- TASK PROMPT: From the text on service members returning from deployment, list every behavior that it says calls for seeking help immediately.

- SUPPLIED TEXT:

Upon returning home from deployment to a combat zone or disaster relief situation, it's typical for service members to feel out of sorts. Normal reactions during the first six to eight weeks include:
- irregular sleeping patterns
- appetite/weight change
- little resistance to illness
- feeling overwhelmed
- doubting faith
- crying spells
- memory lapses
- problems concentrating
- inability to trust
- difficulty talking about experiences
Spouses can help their service members by ensuring they:
- receive ample food, rest and exercise.
- find time for hobbies.
- avoid the use of illegal substances or excessive alcohol.
- spend time with friends and family.
- receive help if necessary.
If symptoms persist beyond eight-weeks and significantly disrupt a soldier's routine or quality of life, there may be a more serious issue at hand; counseling, medical attention or psychiatric help may become necessary.
If your service member exhibits one of the following behaviors, seek help immediately:
- Suicidal or homicidal thoughts
- Violent behavior
- Verbal abuse
- Reckless behavior
- Excessive anger
- Alcohol or substance abuse
Possible causes of any of the aforementioned behaviors include Post Traumatic Stress Disorder (PTSD), Traumatic Brain Injury (TBI) or Mild Traumatic Brain Injury (MTBI), survivor's guilt, depression and compassion fatigue.
Wives, too, are susceptible to many of the same conditions that plague returning veterans. Though they didn't experience combat, many indirectly experience the same traumatic events (learning of the loss of a comrade, hearing of the horrors of war). Some develop PTSD, survivor's guilt, depression and compassion fatigue second-hand during the intense task of caring for their husbands.

[Stored items]

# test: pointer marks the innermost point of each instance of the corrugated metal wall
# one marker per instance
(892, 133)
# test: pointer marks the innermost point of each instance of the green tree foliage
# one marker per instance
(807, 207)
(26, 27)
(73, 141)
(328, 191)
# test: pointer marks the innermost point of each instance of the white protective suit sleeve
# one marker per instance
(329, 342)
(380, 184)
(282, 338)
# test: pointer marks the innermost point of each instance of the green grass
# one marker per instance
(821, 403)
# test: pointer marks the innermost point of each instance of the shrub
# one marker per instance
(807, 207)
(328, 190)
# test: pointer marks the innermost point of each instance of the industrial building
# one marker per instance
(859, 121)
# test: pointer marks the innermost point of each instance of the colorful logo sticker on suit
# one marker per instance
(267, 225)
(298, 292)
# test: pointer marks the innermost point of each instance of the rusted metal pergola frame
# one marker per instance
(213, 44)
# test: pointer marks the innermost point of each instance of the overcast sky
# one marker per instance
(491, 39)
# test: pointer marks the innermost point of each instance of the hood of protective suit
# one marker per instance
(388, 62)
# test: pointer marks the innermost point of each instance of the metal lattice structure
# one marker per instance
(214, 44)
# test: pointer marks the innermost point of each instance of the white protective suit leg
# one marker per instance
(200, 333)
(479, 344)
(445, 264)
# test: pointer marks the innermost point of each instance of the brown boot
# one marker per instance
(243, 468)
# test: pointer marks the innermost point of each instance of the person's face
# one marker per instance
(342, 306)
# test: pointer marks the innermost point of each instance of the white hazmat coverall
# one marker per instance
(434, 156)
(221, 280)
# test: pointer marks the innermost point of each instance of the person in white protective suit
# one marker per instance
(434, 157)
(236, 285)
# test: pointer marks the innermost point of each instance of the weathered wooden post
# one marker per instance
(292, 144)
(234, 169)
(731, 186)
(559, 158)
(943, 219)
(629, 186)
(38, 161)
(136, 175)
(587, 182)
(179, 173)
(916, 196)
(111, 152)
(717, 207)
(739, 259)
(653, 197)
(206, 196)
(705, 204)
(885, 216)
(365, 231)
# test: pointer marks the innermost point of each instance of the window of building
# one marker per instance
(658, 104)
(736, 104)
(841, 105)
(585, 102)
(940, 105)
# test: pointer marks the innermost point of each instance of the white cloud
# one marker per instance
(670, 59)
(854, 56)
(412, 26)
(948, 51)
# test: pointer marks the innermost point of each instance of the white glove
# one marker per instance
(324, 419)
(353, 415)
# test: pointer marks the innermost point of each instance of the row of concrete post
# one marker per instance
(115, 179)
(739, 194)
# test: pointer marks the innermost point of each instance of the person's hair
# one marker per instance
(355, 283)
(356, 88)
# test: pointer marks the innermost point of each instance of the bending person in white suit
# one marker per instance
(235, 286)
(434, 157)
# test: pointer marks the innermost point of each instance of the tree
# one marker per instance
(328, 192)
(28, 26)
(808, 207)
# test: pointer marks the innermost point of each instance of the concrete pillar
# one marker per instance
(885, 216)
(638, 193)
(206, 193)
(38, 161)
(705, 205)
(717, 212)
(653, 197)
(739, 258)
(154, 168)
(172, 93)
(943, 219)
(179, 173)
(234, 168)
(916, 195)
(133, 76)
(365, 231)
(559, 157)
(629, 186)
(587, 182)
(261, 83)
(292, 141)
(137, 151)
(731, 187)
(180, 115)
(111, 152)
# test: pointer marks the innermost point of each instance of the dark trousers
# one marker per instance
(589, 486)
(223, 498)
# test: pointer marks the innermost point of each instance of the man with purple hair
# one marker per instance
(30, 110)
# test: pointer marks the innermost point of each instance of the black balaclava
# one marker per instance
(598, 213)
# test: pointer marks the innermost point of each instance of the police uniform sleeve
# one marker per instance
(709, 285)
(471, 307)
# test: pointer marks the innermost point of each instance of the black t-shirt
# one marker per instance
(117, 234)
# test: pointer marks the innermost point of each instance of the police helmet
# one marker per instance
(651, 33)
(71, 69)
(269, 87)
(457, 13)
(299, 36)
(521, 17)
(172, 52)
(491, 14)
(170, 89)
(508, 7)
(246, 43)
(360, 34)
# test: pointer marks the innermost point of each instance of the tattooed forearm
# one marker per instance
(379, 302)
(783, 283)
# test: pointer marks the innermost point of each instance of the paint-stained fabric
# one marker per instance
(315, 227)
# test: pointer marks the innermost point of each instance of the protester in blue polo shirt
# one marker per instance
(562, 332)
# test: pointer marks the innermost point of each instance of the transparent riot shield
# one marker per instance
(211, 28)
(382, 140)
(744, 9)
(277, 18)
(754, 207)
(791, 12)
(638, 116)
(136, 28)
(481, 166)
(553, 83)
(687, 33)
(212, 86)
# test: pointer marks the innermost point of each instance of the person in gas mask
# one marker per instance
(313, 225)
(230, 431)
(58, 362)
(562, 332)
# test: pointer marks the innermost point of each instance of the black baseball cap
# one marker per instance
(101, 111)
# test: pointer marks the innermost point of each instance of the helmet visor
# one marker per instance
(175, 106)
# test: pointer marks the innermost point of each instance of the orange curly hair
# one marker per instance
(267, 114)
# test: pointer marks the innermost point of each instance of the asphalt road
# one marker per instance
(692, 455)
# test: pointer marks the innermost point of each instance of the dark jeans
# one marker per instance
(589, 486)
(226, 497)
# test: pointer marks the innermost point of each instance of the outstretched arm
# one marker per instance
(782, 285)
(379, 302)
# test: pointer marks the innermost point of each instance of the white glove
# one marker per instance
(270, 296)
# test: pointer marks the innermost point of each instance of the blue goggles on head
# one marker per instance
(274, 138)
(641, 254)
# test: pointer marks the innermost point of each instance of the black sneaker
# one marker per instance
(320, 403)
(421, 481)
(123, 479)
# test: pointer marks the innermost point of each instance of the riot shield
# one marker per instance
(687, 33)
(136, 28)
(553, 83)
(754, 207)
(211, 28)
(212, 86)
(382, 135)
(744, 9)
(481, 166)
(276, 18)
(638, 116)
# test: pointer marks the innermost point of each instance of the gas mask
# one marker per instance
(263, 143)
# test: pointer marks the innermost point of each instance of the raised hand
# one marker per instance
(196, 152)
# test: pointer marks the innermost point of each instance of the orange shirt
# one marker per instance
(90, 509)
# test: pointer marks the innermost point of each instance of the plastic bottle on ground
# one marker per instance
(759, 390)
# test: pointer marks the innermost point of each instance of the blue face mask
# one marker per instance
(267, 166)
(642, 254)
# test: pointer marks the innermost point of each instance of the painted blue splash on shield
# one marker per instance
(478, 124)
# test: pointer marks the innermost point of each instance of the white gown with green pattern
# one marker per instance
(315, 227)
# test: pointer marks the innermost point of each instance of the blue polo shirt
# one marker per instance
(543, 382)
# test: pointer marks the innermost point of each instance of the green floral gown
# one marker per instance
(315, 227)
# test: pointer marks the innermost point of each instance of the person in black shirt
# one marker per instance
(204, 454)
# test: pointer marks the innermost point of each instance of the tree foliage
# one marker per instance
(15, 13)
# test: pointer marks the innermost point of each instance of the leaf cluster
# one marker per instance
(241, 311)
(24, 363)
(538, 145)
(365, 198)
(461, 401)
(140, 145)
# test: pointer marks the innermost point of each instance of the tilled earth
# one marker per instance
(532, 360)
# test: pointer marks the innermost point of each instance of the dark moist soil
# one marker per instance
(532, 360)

- SOLUTION TO THIS TASK:
- Suicidal or homicidal thoughts
- Violent behavior
- Verbal abuse
- Reckless behavior
- Excessive anger
- Alcohol or substance abuse